> _Exercise description_:
Copy all of the entries that follow word for word, leaving out the pictures.

━━━

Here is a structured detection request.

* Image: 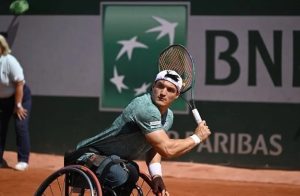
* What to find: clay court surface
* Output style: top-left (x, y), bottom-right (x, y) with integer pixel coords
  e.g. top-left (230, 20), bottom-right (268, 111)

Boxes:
top-left (0, 152), bottom-right (300, 196)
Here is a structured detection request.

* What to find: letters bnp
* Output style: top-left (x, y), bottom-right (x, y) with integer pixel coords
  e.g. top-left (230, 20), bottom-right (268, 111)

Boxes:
top-left (205, 30), bottom-right (300, 87)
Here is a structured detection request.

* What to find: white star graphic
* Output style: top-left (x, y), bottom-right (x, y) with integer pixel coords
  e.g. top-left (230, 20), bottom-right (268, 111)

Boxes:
top-left (116, 36), bottom-right (148, 60)
top-left (110, 66), bottom-right (128, 93)
top-left (134, 82), bottom-right (150, 96)
top-left (146, 16), bottom-right (178, 45)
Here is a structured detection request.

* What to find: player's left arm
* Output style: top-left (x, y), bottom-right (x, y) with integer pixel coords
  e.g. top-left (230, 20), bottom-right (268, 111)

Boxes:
top-left (146, 148), bottom-right (169, 196)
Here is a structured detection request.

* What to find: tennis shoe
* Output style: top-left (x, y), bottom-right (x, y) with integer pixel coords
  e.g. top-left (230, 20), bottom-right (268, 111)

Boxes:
top-left (15, 162), bottom-right (29, 171)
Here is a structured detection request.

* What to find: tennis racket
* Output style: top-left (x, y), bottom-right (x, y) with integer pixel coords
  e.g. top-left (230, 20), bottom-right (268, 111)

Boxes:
top-left (158, 44), bottom-right (202, 123)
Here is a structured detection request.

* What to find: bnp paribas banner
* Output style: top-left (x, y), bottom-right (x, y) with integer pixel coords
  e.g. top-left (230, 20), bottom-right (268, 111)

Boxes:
top-left (100, 3), bottom-right (189, 112)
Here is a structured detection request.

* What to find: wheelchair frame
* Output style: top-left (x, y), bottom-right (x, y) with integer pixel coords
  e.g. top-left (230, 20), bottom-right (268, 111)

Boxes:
top-left (34, 165), bottom-right (154, 196)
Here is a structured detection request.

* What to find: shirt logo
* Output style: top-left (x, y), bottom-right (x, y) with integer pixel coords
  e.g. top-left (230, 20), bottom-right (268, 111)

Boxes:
top-left (150, 121), bottom-right (161, 129)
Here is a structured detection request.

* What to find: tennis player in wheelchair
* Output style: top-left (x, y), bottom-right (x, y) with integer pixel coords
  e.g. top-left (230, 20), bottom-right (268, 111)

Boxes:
top-left (65, 70), bottom-right (211, 196)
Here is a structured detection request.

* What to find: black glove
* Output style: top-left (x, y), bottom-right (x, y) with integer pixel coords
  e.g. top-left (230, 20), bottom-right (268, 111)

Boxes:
top-left (152, 176), bottom-right (166, 194)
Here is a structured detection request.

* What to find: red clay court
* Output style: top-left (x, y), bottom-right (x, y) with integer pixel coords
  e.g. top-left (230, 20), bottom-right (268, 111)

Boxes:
top-left (0, 151), bottom-right (300, 196)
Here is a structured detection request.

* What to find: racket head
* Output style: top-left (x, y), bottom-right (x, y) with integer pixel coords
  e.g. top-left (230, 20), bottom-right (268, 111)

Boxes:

━━━

> _Answer in full_:
Here is a structured detection request.

* Image: 
* What to find: clay court surface
* Output style: top-left (x, y), bottom-right (x, y) with integer pixel coords
  e.g. top-left (230, 20), bottom-right (268, 111)

Boxes:
top-left (0, 152), bottom-right (300, 196)
Here is a structured detection request.

* What to find: letters bnp
* Output style: top-left (x, y), bottom-right (x, y) with integer pixel coords
  e.g. top-left (230, 20), bottom-right (268, 111)

Boxes:
top-left (205, 30), bottom-right (300, 87)
Here is a structured detection request.

* What to find: white star graphic
* Output style: top-left (x, y), bottom-right (x, y) with integer pixel coords
  e.g. top-left (230, 20), bottom-right (268, 111)

Boxes:
top-left (116, 36), bottom-right (148, 60)
top-left (110, 66), bottom-right (128, 93)
top-left (134, 82), bottom-right (150, 96)
top-left (146, 16), bottom-right (178, 45)
Here is a structured detection request.

* What to find: player's left arm
* Output style: top-left (x, y), bottom-right (x, y) with integer pixel coords
  e.g. top-left (230, 20), bottom-right (268, 111)

Boxes:
top-left (146, 148), bottom-right (169, 196)
Here is a structured detection request.

* What to find: tennis shoe
* Output style: top-left (x, y), bottom-right (x, y) with integer pixel coords
  e.g. top-left (230, 20), bottom-right (268, 111)

Boxes:
top-left (15, 162), bottom-right (29, 171)
Here is a structured detection request.

* What to find: tennis racket
* Output style: top-left (x, y), bottom-right (x, y) with integer pixel coords
  e.g. top-left (230, 20), bottom-right (268, 111)

Boxes:
top-left (158, 44), bottom-right (202, 123)
Here is a structured detection request.

* What to find: bnp paribas banner
* Output style: top-left (x, y), bottom-right (x, y) with integer pixel coords
  e.g. top-left (230, 20), bottom-right (268, 111)

Boxes:
top-left (100, 3), bottom-right (189, 112)
Here is a structured detection request.

* What to find: wheelchair frame
* Output style: top-left (x, y), bottom-right (x, y) with integer pixel coords
  e.g. top-left (230, 20), bottom-right (268, 111)

Boxes:
top-left (34, 165), bottom-right (154, 196)
Here is a structured detection request.

* What to find: shirt logo
* Output style: top-left (x, y), bottom-right (x, y) with integer pixel coords
  e.g. top-left (230, 20), bottom-right (268, 111)

Boxes:
top-left (150, 121), bottom-right (161, 129)
Here is a structured detection request.

* What to find: tennis player in wheelchair
* Output style: top-left (x, y), bottom-right (x, y) with integer pixel coords
  e.g. top-left (230, 20), bottom-right (268, 111)

Boxes:
top-left (65, 70), bottom-right (211, 196)
Here is a structured detection request.

* What to find: black glove
* Output style: top-left (x, y), bottom-right (x, y) with integer pixel coords
  e.g. top-left (230, 20), bottom-right (268, 111)

Boxes:
top-left (152, 176), bottom-right (166, 194)
Here is a structured detection request.

* What to find: red clay court
* Output style: top-left (x, y), bottom-right (x, y) with integer pixel coords
  e.g. top-left (230, 20), bottom-right (268, 111)

Boxes:
top-left (0, 151), bottom-right (300, 196)
Here is a structured detection request.

* What to find: racket head
* Output style: top-left (x, y), bottom-right (x, y) with integer pixel coords
  e.g. top-left (230, 20), bottom-right (268, 111)

Boxes:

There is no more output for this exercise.